Problem statement: Reproduce every one of the lines below word for word, leaving out the pictures.

Recorded data:

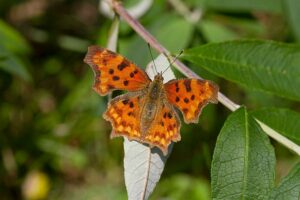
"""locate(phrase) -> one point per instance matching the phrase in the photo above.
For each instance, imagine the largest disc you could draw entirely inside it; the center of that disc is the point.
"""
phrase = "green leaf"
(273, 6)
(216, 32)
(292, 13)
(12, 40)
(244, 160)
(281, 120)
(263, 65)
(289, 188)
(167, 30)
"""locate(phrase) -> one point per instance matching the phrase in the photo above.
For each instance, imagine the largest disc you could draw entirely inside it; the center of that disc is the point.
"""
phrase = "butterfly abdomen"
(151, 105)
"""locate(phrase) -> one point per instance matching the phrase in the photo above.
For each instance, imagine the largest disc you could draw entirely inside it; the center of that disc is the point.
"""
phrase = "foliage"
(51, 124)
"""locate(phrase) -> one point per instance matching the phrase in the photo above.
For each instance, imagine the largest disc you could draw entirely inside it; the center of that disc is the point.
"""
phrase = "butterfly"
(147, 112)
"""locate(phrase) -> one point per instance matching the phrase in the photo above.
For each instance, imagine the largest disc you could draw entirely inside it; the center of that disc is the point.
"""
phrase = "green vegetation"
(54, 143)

Full solution:
"""locate(phrase) -> one point per instance matching the phrase in the photo above.
For each instance, imagine the largest disc you could draw entirely inside it; the center of that disc is the point.
"""
phrase = "green leaf"
(273, 6)
(216, 32)
(292, 13)
(12, 40)
(244, 160)
(281, 120)
(263, 65)
(289, 188)
(167, 30)
"""locate(phrase) -> one point per instance matching the phrase in the photo above.
For each instance, imagine the largest disc you could draw entirely inside it; the center of that disc is the point.
"""
phrase = "butterfly abdomen"
(151, 105)
"""locate(phrase) -> one point per instance matching the phrase in the photo above.
For each instance, imagine the largest disc you could draw entirely inside it; the center of that disc is the point.
"""
phrase = "foliage"
(51, 124)
"""locate(phrase) -> one point per instance matching the phrase in the photo above.
For each instance, imagine the largest disc you could draw entirely inside it; the center of that disc is the point.
"""
phrase = "butterfly"
(147, 112)
"""locate(phrase) -> one point per instance matching the phrase in the photo above.
For each instance, imagine the largest disc you could draw entirely inside it; the center of that disc is the point.
"""
phrase = "green vegetation"
(54, 143)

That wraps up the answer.